Lets Run Away
Its 11:35 pm and I’m preparing to leave.
I wish I could say I’m leaving for a party, but I’m not. Its 11:35 pm and I’m planning to leave my life behind. I keep packing and unpacking my small sling bag trying to decide what to take a long on the trip. “Pack light. Remember to pack light. Take what you need, not what you want,” I keep telling myself. Because there is no use carrying the memories of the past into a future you are trying to create.
I have spent the past few weeks lying to everyone around me. Telling those issues don’t bother me; laughing away my loneliness; and hiding a new diagnosis. I have locked myself away hoping that people wouldn’t notice my facade was cracking. For those that I couldn’t distance physically, I distanced emotionally. I began to process and reflect on my life over the past few years. I have come to accept that I’m probably the least liked person I know. People find me rude, arrogant and stand-offish. For years people have called me the meaner sister, the person that doesn’t speak to strangers and has no real connection with anyone. And for years I have claimed to be misunderstood, but perhaps I am the one that has failed to understand basic human interaction.
I’m staring at my tiny bag and I know I have to leave. I can’t stay here anymore. There is nothing left for me. I have burnt the bridges that time and neglect failed to destroy. I have lost my direction, and forgotten what I thought was my purpose in life. And even as I try and convince myself that someone will miss my me when I’m gone, a greater part of me knows everyone would be better off without me. Because at times it feels as though the pain and heartache in my soul is infectious; poisoning everyone I come in contact with.
I refuse to be the source of anyone’s pain or anger, for I know the discomfort that comes with having them reside in your heart. So I’m packing my bags and perhaps I’ll leave a note. Maybe I will tell them I love them and lie about coming back. Or maybe I’ll just disappear from their lives and allow my presence to fade from their memory.

Data listing:
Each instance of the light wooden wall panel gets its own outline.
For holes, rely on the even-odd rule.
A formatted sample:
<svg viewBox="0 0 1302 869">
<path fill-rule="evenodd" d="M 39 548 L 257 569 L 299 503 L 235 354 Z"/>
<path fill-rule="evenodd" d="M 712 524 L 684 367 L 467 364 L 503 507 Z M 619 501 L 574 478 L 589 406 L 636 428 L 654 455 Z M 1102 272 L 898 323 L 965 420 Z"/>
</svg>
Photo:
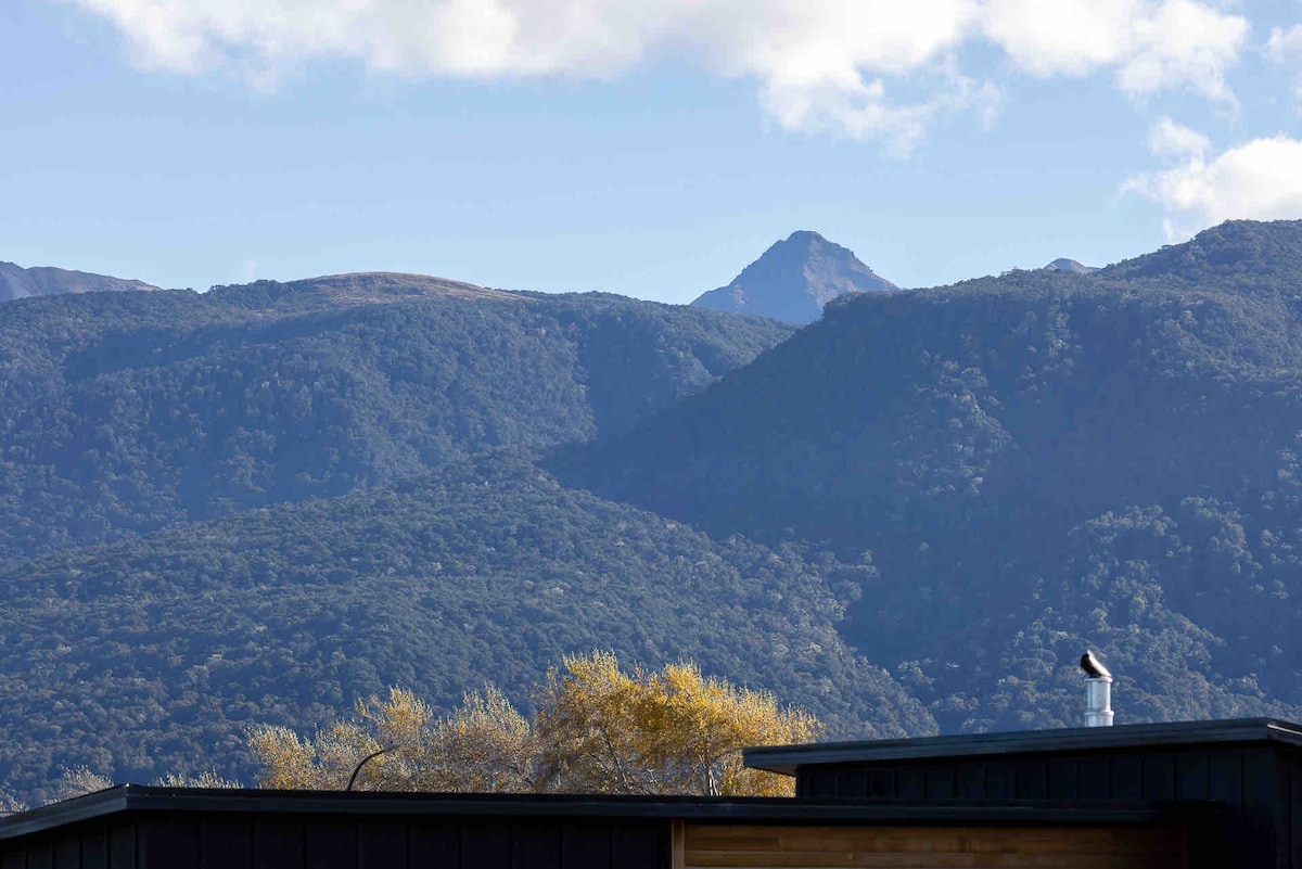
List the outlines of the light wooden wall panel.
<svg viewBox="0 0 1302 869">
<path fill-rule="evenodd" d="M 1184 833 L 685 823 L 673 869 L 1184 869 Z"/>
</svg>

Your assignment:
Copy verbatim the passage of the "Lets Run Away" essay starting at "I have spent" and ending at "basic human interaction.".

Written reply:
I have spent the past few weeks lying to everyone around me. Telling those issues don’t bother me; laughing away my loneliness; and hiding a new diagnosis. I have locked myself away hoping that people wouldn’t notice my facade was cracking. For those that I couldn’t distance physically, I distanced emotionally. I began to process and reflect on my life over the past few years. I have come to accept that I’m probably the least liked person I know. People find me rude, arrogant and stand-offish. For years people have called me the meaner sister, the person that doesn’t speak to strangers and has no real connection with anyone. And for years I have claimed to be misunderstood, but perhaps I am the one that has failed to understand basic human interaction.